__Alıntı__
::::::

DEVLET(İN) HUKUK(SUZLUĞ)U

 

Bunların böyle olması Ali Akay’ın, “Polisiye baskı pratiklerinin ışığındaki gördüklerimiz hukuksuzluğun bir göstergesi olarak nereden gelmekte? Bu gücü nasıl işletebilmekte?” sorusu eşliğinde devletin keyfi hukuk(suzluk)unu devreye sokuyordu…

Mesela Başbakan Erdoğan’ın 13 Haziran 2013’de Gezi eylemleriyle ilgili olarak “Biz yürütme olarak gereğini yapacağız. Yargıdan da üzerine düşeni yapmasını bekliyorum” açıklamasının ardından “yargı da gereğini yapmaya” başlaması gibi…

Ankara ve İstanbul’da şafak vakti evlere düzenlenen operasyonla çok sayıda kişi gözaltına alındı. Ankara’da şüpheliler için aramalarda polise 72 saat süre verildi. Ankara Emniyeti Terörle Mücadele Şube Müdürlüğü’ne gönderilen şüpheliler için mahkemeden 24 saat avukatlarıyla görüştürülmeme kararı alındı. Yani “Yargı gereğini yaptı”, İstanbul’da 64, Ankara’da 26 kişi gözaltına alındı. Polis pilates bandına bile el koydu![34]

İş bununla da sınırlı kalmadı… Eski savcı ve Adalet Akademisi görevlisi Mehmet Yücesoy “Gezi Parkı göstericilerine TCK 312’den yani ‘Cebir ve şiddet kullanarak hükümeti ortadan kaldırma ve görev yapmasını engelleme’ suçundan iddianame hazırlanmayışına” üzüldüğünü açıkladı. Kendisi olsa bunu yaparmış. Bu maddeye verilecek ceza “müebbet hapis”ti! Ve bu şahıs “adaleti” öğretiyordu, varın gerisini siz düşünün!

Yalnız bunlar mı? İşte birkaç çarpıcı örnek!

::::::

__Satırlar__
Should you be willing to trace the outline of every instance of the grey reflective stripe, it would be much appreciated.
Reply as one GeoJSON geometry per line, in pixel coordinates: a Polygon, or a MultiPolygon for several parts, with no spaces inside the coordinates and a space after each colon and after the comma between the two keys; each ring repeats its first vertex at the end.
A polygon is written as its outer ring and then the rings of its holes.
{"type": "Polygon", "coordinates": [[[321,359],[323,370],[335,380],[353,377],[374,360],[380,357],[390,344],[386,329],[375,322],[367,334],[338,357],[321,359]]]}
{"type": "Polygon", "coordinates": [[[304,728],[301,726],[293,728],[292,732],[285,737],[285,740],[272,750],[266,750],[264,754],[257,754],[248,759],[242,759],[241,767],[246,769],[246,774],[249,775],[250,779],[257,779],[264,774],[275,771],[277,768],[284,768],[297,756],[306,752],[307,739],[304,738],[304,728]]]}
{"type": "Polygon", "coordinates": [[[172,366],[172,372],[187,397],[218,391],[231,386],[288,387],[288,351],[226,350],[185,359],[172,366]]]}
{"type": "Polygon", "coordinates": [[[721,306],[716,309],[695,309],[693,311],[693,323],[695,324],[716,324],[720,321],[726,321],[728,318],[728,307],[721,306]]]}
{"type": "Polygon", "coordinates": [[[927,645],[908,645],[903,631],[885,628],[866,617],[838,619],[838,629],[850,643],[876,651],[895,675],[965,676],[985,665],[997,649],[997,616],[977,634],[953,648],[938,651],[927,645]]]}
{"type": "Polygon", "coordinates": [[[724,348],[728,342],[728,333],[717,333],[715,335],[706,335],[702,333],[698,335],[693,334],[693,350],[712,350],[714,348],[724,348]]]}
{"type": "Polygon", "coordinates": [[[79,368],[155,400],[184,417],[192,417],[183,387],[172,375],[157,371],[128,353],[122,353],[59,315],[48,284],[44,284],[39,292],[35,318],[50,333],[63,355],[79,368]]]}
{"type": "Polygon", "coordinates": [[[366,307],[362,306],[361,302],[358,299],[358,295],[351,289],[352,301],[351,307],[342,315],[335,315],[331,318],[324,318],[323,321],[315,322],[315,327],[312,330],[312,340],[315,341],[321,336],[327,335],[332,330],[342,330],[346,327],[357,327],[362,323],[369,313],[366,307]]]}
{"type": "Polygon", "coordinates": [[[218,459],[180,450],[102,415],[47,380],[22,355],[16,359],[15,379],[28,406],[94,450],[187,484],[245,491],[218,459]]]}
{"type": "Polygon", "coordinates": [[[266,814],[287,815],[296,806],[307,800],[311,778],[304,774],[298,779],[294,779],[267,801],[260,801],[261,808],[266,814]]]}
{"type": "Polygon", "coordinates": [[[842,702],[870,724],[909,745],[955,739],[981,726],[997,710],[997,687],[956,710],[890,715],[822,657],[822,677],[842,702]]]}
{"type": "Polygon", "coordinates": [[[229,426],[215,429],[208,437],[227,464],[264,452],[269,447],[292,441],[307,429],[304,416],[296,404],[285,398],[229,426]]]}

::::::

__Alıştırma__
Yukarıdaki alıntıda “Ankara ve İstanbul’da şafak vakti” diye başlayan paragrafı, temel bilgilerini koruyarak kısa bir madde listesine dönüştürün.

__Tam çıktı__
- Ankara ve İstanbul'da şafak vakti evlere operasyon düzenlendi ve çok sayıda kişi gözaltına alındı.
- Ankara'da şüphelilerle ilgili aramalar için polise 72 saat süre verildi.
- Ankara Emniyeti Terörle Mücadele Şube Müdürlüğü'ne gönderilen şüphelilerin 24 saat boyunca avukatlarıyla görüştürülmemesi için mahkemeden karar alındı.
- İstanbul'da 64, Ankara'da 26 kişi gözaltına alındı.
- Polis pilates bandına bile el koydu.